====== LISTAGEM DE ENTRADA
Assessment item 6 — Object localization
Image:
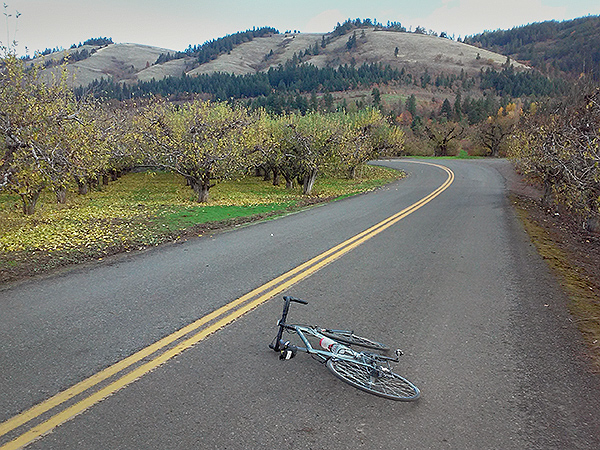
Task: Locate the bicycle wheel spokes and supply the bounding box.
[327,357,420,401]
[319,328,389,350]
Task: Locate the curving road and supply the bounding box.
[0,160,600,450]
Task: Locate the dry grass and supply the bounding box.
[35,29,524,86]
[513,197,600,372]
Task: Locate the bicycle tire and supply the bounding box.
[327,357,421,402]
[319,328,390,351]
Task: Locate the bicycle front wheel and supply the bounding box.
[327,357,421,402]
[319,328,390,351]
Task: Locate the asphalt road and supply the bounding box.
[0,161,600,450]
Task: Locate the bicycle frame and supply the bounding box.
[269,296,399,369]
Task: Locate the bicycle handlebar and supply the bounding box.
[269,295,308,352]
[283,295,308,305]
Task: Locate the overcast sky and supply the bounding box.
[0,0,600,55]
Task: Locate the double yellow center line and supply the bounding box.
[0,161,454,450]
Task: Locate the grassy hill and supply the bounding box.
[465,16,600,80]
[32,27,525,86]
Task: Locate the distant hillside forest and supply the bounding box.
[75,61,568,117]
[464,16,600,81]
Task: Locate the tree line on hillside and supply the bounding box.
[0,43,600,232]
[75,58,567,109]
[155,27,279,64]
[0,56,403,214]
[464,16,600,81]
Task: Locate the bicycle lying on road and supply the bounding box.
[269,296,421,401]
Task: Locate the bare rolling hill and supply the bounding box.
[36,28,525,86]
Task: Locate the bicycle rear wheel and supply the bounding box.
[327,357,421,402]
[319,328,390,351]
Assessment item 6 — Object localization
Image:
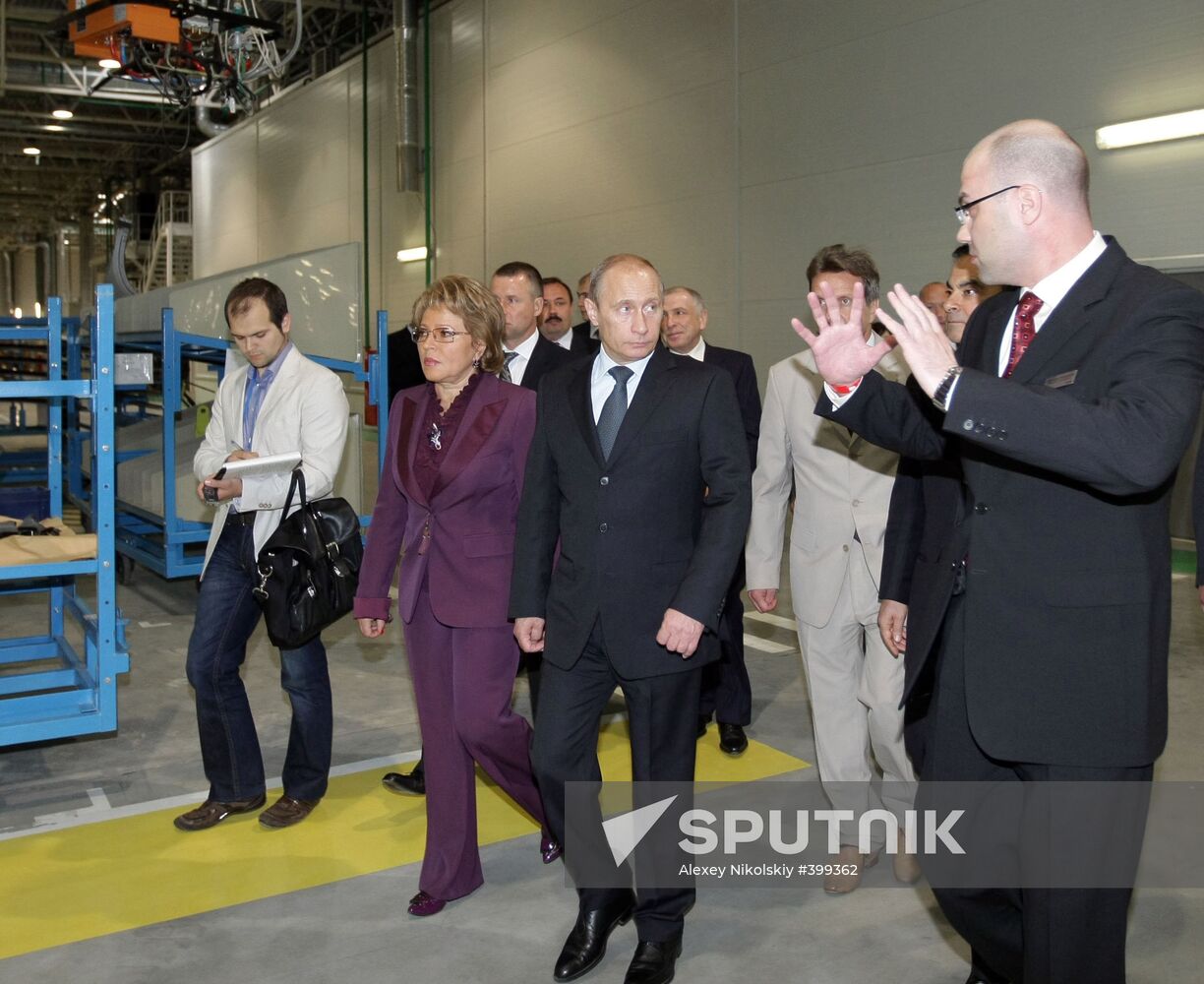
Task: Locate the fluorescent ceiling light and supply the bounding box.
[1096,109,1204,151]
============
=== EXERCÍCIO PROPOSTO ===
Reescreva a listagem da linha que contém "Task: Locate the bicycle lying" até o fim, ambas inclusive e com os pedidos, multiplicando por 0,3 as coordenadas das caixas delimitadoras nas respostas e arredondando para inteiros, com metades para cima. Deixe as imagens de fora.

=== RESPOSTA ESPERADA ===
Task: Locate the bicycle lying on road and supply the bounding box.
[81,89,126,120]
Task: Locate the bare rolling hill and supply the bounding box.
[11,8,158,26]
Task: Locate the bicycle rear wheel and supply the bounding box.
[98,107,126,121]
[96,98,117,105]
Assessment item 6 — Object localization
Image:
Task: Locate the fluorescent ceiling light and supply the bounding box.
[329,33,361,45]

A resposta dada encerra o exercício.